*Metin alıntısı*:

+++++

Kararın davalı erkek tarafından istinaf edilmesi üzerine Bölge Adliye Mahkemesince başvurunun esastan reddine ve kararın düzeltilmesine karar verilmiştir.

Bölge Adliye Mahkemesi kararı davalı erkek tarafından temyiz edilmekle; kesinlik, süre, temyiz şartı ve diğer usul eksiklikleri yönünden yapılan ön inceleme sonucunda, temyiz dilekçesinin kabulüne karar verildikten ve Tetkik Hâkimi tarafından hazırlanan rapor dinlendikten sonra dosyadaki belgeler incelenip gereği düşünüldü:

I. DAVA

Davacı vekili dava dilekçesinde özetle; davalı erkeğin annesinin evliliğe müdahil olduğunu, davalının ortak çocukla ilgilenmediğini, sorumluluklarını yerine getirmediğini, sadakatsiz davranışlarının bulunduğunu iddia ederek 4721 sayılı Türk Medeni Kanunu'nun (4721 sayılı Kanun) 166 ncı maddesi uyarınca tarafların boşanmalarına, 750,00 TL tedbir nafakasının davalıdan alınarak davacıya verilmesi, kararın kesinleşmesi halinde nafakasının yoksulluk nafakası olarak devamına, 50.000,00 TL maddî tazminat ile 50.000,00 TL manevî tazminatın davalıdan alınarak davacıya verilmesine karar verilmesini talep etmiştir.

II. CEVAP

Dava dilekçesi davalıya 02.01.2019 tarihinde tebliğ edilmiştir. Davalı süresinde cevap dilekçesi sunmamıştır.

III. İLK DERECE MAHKEMESİ KARARI

İlk Derece Mahkemesinin yukarıda tarih ve sayısı belirtilen kararı ile davalı erkeğin çocuğa ve eşe ilgisiz davranma, çalışmama, evlilik birliğine ilişkin konularda eşinin görüşlerini önemsemeyerek annesini ön planda tutma, rencide edici tavırları sebebiyle evlilik birliğinin temelinden sarsılmasında ağır kusurlu olduğu, kadının kusurunun bulunmadığı, erkeğin tespit edilen bu kusurlu davranışlarının kadının kişilik haklarına saldırı niteliğinde olduğu, boşanma sonucu kadının en azından maddî desteğini yitirdiği, tarafların sosyal ve ekonomik durumları ile kusur durumları gerekçesi ile davanın kabulü ile tarafların boşanmalarına, tedbir ve yoksulluk nafakası taleplerinin reddine, 20.000,00 TL maddî tazminat ile 5.000,00 TL manevî tazminatın davalıdan alınarak davacıya verilmesine karar verilmiştir.

+++++

*Verilen öğeler*:
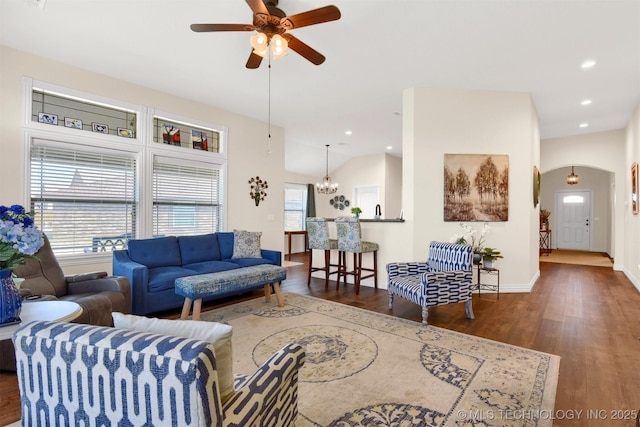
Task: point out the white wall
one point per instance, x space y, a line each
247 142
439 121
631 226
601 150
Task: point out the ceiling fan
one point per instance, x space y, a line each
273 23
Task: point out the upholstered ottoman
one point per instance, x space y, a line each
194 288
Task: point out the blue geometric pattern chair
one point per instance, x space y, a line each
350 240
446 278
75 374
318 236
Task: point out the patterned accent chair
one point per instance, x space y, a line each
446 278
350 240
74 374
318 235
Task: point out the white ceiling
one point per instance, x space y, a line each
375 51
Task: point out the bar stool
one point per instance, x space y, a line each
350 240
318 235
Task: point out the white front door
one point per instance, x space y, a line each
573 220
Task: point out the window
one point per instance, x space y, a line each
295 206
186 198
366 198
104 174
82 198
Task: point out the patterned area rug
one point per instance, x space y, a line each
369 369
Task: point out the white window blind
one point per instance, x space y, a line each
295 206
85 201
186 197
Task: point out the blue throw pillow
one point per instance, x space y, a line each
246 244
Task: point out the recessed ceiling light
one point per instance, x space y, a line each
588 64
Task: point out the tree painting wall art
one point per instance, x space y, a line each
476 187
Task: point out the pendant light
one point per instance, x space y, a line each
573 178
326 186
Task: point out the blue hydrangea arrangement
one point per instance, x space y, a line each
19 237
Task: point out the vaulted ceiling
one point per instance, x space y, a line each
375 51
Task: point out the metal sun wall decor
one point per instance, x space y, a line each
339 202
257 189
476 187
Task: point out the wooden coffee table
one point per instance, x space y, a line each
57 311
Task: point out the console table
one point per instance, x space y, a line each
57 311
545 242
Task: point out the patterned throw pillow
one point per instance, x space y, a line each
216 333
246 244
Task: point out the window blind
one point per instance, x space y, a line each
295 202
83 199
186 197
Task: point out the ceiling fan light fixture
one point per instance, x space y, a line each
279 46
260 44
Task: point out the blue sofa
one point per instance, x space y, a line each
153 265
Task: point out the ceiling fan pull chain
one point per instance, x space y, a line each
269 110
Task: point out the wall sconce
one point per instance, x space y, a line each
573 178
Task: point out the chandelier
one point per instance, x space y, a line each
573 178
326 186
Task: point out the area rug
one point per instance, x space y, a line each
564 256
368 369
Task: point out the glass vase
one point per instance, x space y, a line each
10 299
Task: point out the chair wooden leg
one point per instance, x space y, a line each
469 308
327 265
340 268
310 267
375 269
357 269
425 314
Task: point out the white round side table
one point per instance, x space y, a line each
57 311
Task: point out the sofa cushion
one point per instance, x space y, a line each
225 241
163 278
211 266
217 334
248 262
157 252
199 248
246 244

+++++

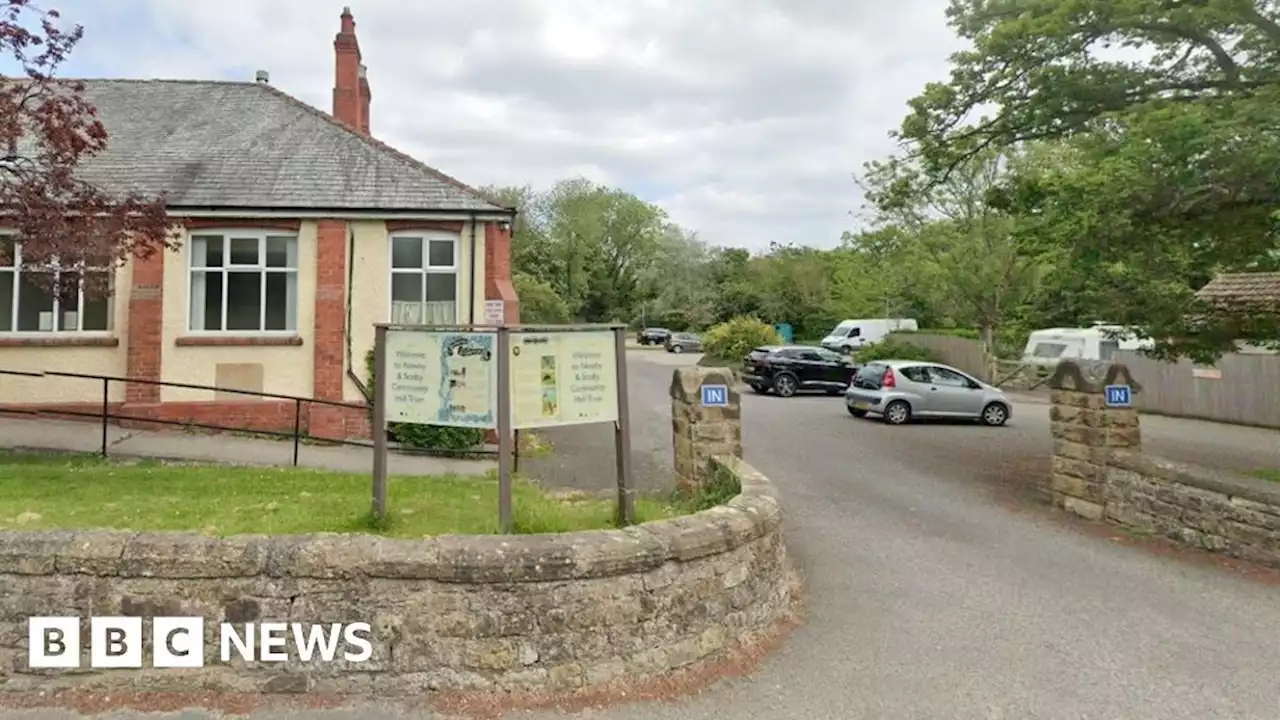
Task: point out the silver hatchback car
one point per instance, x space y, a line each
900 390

+++++

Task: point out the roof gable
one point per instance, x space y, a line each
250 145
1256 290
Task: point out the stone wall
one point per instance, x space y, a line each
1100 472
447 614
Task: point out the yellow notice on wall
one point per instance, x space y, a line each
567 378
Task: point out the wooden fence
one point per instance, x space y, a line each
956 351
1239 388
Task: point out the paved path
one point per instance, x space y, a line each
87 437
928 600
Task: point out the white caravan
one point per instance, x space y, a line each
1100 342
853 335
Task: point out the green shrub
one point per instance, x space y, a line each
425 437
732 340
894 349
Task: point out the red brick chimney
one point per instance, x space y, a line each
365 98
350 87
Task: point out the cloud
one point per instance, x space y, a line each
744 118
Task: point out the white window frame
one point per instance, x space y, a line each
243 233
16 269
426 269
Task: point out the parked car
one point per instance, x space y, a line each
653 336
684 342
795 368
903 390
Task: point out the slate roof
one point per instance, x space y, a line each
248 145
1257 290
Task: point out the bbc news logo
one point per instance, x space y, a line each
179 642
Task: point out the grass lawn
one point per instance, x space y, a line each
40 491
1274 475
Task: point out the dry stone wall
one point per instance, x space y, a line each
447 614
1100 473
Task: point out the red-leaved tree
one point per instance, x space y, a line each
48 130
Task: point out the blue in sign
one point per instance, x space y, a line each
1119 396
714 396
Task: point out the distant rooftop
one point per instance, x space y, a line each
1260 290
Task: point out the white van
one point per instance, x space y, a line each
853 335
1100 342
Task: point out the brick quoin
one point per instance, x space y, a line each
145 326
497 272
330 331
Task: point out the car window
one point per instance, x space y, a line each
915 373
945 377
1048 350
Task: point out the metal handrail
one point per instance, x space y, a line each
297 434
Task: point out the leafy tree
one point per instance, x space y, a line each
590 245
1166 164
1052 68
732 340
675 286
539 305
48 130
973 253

+++++

*Görevler*:
1 - Boşanma kararı metninde "III. İLK DERECE" ifadesinden "verilmesine karar verilmiştir." ifadesine kadar (bu ifade dahil) olan kısmı yeniden yazın ve "ağır kusurlu" yerine "tam kusurlu" koyun.
2 - Boşanma kararı metnine göre dava dilekçesi davalıya hangi tarihte tebliğ edilmiştir?

*Beklenen yanıtlar*:
1 -
III. İLK DERECE MAHKEMESİ KARARI

İlk Derece Mahkemesinin yukarıda tarih ve sayısı belirtilen kararı ile davalı erkeğin çocuğa ve eşe ilgisiz davranma, çalışmama, evlilik birliğine ilişkin konularda eşinin görüşlerini önemsemeyerek annesini ön planda tutma, rencide edici tavırları sebebiyle evlilik birliğinin temelinden sarsılmasında tam kusurlu olduğu, kadının kusurunun bulunmadığı, erkeğin tespit edilen bu kusurlu davranışlarının kadının kişilik haklarına saldırı niteliğinde olduğu, boşanma sonucu kadının en azından maddî desteğini yitirdiği, tarafların sosyal ve ekonomik durumları ile kusur durumları gerekçesi ile davanın kabulü ile tarafların boşanmalarına, tedbir ve yoksulluk nafakası taleplerinin reddine, 20.000,00 TL maddî tazminat ile 5.000,00 TL manevî tazminatın davalıdan alınarak davacıya verilmesine karar verilmiştir.

2 - 02.01.2019 tarihinde.